== Exercise input ==
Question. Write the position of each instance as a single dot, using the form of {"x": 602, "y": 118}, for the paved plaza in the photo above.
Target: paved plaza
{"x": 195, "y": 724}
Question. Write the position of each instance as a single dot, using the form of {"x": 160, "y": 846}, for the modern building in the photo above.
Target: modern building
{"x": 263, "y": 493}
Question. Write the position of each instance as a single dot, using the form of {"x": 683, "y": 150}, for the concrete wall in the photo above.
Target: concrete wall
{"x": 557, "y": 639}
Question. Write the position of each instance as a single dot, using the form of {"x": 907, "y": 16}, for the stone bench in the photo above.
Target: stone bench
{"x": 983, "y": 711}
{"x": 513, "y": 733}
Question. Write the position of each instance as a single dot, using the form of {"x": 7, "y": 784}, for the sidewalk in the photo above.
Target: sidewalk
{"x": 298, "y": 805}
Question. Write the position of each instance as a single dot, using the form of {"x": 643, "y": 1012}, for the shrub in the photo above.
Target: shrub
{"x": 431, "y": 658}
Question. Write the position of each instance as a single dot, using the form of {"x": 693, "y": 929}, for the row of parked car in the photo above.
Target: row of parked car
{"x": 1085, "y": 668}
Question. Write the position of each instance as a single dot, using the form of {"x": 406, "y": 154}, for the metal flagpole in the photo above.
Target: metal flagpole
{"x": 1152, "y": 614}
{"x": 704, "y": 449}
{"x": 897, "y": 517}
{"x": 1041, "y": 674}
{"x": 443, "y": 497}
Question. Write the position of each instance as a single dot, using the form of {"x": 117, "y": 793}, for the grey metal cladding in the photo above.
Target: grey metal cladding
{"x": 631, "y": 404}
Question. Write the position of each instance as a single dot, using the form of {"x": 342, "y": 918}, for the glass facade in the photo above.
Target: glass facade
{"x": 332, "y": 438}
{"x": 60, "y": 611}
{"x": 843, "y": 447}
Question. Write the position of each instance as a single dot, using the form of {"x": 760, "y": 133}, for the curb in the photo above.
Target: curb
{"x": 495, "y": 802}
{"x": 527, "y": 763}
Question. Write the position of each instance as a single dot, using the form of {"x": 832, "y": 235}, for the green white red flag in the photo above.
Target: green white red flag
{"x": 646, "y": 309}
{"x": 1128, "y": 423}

== Your objective ==
Convert the part of the listing that starts with the line containing "curb in the photo above." and continues through the end of the listing into a numbered list, including both ends and leaving out any blank lines.

== Expected output ==
1. Question. Write the position of each instance as a single dot, using the form of {"x": 760, "y": 133}, for the curb in the photo above.
2. Target: curb
3. {"x": 495, "y": 802}
4. {"x": 527, "y": 763}
5. Question. Write the position of each instance as a single dot, using the form of {"x": 832, "y": 235}, for the green white red flag in the photo above.
6. Target: green white red flag
7. {"x": 646, "y": 309}
8. {"x": 1128, "y": 423}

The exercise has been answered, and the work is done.